:: Passage given ::
+ + + +

IN presenting to the public a new History of the United States, it is only evident propriety, that the indulgence of the reader should be asked to a few preliminary remarks respecting the object had in view in these volumes, and the claims which it is conceived they have upon the attention of our countrymen.

The one great object ever before me has been, to present a truthful, impartial, and readable narrative of the origin, rise, and progress of that mighty Republic which now extends from ocean to Ocean, and which is moving onward, year by year, with gigantic strides, to increased power and importance among the family of nations. Having an entire and thorough conviction of the superintending care and control of Divine Providence in our country's affairs; having no ends to gain but those of truth and right; having no theories to establish, no partisan views or wishes to gratify; I have honestly endeavored to ascertain what the truth is, and then to set it forth as clearly, and as fully, as was possible within the limits to which I was restricted. Mere speculations on historic points, I have avoided; attempts to penetrate, or pronounce upon, the motives of men and nations, beyond what may be regarded as plainly and fairly deducible from their acts, I have deemed of little value; and, in general, I have preferred to leave the intelligent reader to draw his own conclusion from an impartial presentation of the facts and circumstances of the case. I have spared no labor in order to be accurate and reliable; I have not neglected to consult any work of value which was within my reach; and, in all cases of difficulty or doubt, I have carefully and conscientiously sought to compare and sift conflicting accounts, and to lay that before the reader which seemed to be the nearest approximation to the truth which probably, under the circumstances, can now be attained.

+ + + +

:: Records from a data collection ::
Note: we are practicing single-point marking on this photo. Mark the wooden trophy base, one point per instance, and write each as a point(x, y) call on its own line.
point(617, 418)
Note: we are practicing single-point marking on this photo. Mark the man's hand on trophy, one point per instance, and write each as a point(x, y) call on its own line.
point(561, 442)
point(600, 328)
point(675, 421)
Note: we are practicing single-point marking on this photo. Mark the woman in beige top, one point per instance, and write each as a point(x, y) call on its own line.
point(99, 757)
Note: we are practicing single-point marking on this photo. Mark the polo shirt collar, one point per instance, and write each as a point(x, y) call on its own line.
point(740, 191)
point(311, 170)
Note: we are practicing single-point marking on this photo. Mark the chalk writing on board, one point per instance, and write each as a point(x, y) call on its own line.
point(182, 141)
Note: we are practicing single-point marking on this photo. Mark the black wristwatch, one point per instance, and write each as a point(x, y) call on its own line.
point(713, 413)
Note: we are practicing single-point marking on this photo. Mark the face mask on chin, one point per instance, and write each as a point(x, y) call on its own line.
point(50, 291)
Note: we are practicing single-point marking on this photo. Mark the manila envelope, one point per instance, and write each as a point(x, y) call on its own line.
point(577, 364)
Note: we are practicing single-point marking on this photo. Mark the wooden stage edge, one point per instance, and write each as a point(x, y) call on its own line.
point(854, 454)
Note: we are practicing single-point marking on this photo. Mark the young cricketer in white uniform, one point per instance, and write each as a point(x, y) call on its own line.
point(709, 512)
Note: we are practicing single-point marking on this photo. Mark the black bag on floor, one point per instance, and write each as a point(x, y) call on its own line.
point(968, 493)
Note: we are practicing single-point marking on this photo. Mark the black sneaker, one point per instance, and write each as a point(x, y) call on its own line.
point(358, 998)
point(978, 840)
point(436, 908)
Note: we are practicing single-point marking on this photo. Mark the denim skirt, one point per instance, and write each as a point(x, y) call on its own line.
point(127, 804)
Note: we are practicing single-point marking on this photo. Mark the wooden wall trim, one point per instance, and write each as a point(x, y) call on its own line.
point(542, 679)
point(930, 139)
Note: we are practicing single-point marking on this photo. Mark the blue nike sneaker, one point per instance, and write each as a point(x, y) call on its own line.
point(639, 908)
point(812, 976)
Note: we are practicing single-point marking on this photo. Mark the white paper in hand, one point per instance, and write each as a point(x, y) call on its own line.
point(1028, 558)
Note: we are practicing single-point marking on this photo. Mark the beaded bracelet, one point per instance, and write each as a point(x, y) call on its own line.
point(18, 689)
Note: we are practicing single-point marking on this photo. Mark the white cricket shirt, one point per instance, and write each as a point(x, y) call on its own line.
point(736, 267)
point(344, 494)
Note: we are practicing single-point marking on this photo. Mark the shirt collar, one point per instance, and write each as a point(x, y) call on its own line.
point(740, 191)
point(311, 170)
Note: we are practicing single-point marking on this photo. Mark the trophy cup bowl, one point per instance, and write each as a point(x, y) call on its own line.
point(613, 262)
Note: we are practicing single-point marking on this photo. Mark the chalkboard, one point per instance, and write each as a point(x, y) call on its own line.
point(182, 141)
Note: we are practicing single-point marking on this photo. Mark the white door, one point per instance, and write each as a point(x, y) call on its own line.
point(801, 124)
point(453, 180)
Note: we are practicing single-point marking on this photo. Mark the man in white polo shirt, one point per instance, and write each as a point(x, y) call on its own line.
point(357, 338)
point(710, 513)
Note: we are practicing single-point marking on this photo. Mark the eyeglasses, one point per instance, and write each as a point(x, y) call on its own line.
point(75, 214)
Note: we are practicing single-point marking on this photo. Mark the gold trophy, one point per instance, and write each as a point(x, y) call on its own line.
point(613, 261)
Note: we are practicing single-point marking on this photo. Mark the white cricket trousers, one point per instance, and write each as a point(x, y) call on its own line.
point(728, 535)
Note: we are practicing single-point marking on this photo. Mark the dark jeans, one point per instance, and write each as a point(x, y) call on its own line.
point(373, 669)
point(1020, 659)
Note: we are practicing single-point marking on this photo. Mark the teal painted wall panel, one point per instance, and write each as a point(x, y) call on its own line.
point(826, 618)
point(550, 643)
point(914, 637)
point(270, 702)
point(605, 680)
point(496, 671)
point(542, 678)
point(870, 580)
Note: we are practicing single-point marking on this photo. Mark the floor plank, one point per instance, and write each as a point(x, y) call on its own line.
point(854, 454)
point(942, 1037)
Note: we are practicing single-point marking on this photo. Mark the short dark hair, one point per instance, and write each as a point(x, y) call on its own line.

+ + + +

:: Task list ::
[A] Write out the passage about the new history of the United States from "IN presenting to" to "of our countrymen.", copying it word for word.
[B] Give again, word for word, the part of the records from the line with "Mark the polo" to the line with "point(930, 139)", including both of those lines.

:: Results by task ::
[A]
IN presenting to the public a new History of the United States, it is only evident propriety, that the indulgence of the reader should be asked to a few preliminary remarks respecting the object had in view in these volumes, and the claims which it is conceived they have upon the attention of our countrymen.

[B]
Note: we are practicing single-point marking on this photo. Mark the polo shirt collar, one point per instance, and write each as a point(x, y) call on its own line.
point(740, 191)
point(311, 170)
Note: we are practicing single-point marking on this photo. Mark the chalk writing on board, one point per instance, and write each as a point(x, y) call on its own line.
point(182, 141)
Note: we are practicing single-point marking on this photo. Mark the black wristwatch, one point per instance, and write each as a point(x, y) call on its own line.
point(713, 413)
Note: we are practicing single-point marking on this photo. Mark the face mask on chin, one point per instance, and write each as a point(x, y) call on its own line.
point(50, 291)
Note: we are practicing single-point marking on this photo. Mark the manila envelope, one point per instance, and write each as a point(x, y) call on its own line.
point(577, 364)
Note: we are practicing single-point marking on this photo. Mark the wooden stage edge, one point per instance, and write each as a point(x, y) call on its own line.
point(854, 454)
Note: we are practicing single-point marking on this photo. Mark the young cricketer in white uniform, one point per instance, and write each as a point(x, y) call on its own line.
point(709, 512)
Note: we are practicing single-point marking on this photo. Mark the black bag on floor, one point per instance, and write each as a point(x, y) call on its own line.
point(968, 493)
Note: we are practicing single-point marking on this photo. Mark the black sneaker, one point per instance, and write each as a point(x, y) call on its own line.
point(358, 998)
point(978, 840)
point(436, 908)
Note: we are practicing single-point marking on this photo. Mark the denim skirt, one point per instance, and write each as a point(x, y) call on its own line.
point(127, 804)
Note: we are practicing single-point marking on this photo. Mark the wooden wall trim, one point per instance, and write each as a point(x, y) call on its own line.
point(542, 679)
point(930, 139)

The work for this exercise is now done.